◆ What to produce ◆
List every section heading in the course overview below.

◆ Excerpted passage ◆

════════

Introduction

The climate movements are also proposing a lexical change to the traditional narrative on global warming, its causes and consequences. The term “climate emergency” is more and more adopted. I did not systematically use this term, which I like by the way, in this series of videos, but if you follow this series I hope that you will be convinced that we are facing one of the biggest and most pervasive crises humanity has ever had to face, and of the urgency and actions that it calls for.

In this introduction I will give you a brief overview of the course and its content. I also explain the reasons for why some of the subjects have been chosen. I anticipate that some of my conclusions, in particular that of enlarging the scope of the fight against anthropogenic global warming by looking at the need – in order to make a stable step towards a long-lasting future within the planetary boundaries – of a broader cultural and societal change, will be grounds for further discussions.
 

Andrea Tilche, UiT The Arctic University of Norway – Introduction

Podcast 1: Climate change and the greenhouse effect

Here I provide some of the basics that allow to understand how emissions of greenhouse gases caused by human activities, and in particular by the burning of fossil fuels during the last 250 y after the industrial revolution, are the essential physical drivers of global warming. What results from the simple analysis of how greenhouse gases – and in particular CO2 – act is that the only possible solution to halt global warming is to stop emissions.


Andrea Tilche, UiT The Arctic University of Norway – Climate change and the greenhouse effect

Podcast 2: Past climate

The climate on Earth has changed very frequently in the past, and the analysis of the past climate and of its changes is essential in order to understand what is happening today because of human activities, and what are the risks for tomorrow. The human civilization had the chance to develop thanks to several factor, but one of the most important ones was that about ten thousand years of climate stability after the last glaciation allowed the development of agriculture and the consequent establishment of human settlements. The huge increase of atmospheric CO2 concentration of the last 70 years makes us to search similar conditions in the past, and it may not be what we would like to see.

════════

◆ Extracted records ◆
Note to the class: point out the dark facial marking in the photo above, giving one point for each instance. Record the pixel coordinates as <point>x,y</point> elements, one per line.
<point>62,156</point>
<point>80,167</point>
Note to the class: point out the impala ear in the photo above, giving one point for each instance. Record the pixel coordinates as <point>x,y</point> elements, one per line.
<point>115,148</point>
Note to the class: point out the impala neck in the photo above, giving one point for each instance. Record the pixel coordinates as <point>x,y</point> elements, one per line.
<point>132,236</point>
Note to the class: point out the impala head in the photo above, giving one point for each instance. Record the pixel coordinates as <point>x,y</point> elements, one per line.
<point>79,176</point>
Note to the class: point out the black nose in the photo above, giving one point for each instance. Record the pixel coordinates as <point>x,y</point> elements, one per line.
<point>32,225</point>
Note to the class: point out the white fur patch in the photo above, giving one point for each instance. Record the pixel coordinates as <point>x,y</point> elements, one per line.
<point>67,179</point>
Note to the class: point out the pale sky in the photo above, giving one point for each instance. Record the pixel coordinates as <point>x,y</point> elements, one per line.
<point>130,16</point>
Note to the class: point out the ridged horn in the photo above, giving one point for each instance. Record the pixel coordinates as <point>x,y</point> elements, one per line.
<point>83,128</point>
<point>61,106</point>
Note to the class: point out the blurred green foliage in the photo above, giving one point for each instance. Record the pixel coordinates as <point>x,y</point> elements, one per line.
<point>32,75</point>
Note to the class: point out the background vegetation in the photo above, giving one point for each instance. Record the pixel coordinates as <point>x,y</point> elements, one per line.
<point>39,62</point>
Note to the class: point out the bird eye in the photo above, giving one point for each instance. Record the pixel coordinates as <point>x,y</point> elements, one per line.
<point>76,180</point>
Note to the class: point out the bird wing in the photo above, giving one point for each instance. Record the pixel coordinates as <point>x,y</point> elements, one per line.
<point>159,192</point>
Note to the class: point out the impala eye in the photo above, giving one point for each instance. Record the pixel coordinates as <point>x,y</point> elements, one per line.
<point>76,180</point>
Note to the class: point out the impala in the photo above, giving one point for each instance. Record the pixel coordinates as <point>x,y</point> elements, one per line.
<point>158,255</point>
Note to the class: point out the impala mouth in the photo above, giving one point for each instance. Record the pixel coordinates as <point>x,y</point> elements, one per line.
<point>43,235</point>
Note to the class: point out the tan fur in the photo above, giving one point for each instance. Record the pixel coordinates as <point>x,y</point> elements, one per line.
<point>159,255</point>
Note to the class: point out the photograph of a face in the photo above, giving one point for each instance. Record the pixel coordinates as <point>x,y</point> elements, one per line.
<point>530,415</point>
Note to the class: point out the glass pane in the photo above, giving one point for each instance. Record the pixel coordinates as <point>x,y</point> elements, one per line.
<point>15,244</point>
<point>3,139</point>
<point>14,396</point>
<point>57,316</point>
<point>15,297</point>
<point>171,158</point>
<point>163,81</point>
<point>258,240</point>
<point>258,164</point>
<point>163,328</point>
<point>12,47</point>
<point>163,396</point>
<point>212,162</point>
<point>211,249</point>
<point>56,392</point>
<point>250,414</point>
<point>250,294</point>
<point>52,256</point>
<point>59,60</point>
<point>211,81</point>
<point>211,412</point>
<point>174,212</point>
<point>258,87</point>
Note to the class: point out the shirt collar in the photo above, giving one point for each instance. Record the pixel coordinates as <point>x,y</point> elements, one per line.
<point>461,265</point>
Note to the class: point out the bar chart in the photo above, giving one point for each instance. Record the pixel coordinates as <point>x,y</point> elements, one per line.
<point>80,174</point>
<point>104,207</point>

════════

◆ Written answer ◆
Introduction
Podcast 1: Climate change and the greenhouse effect
Podcast 2: Past climate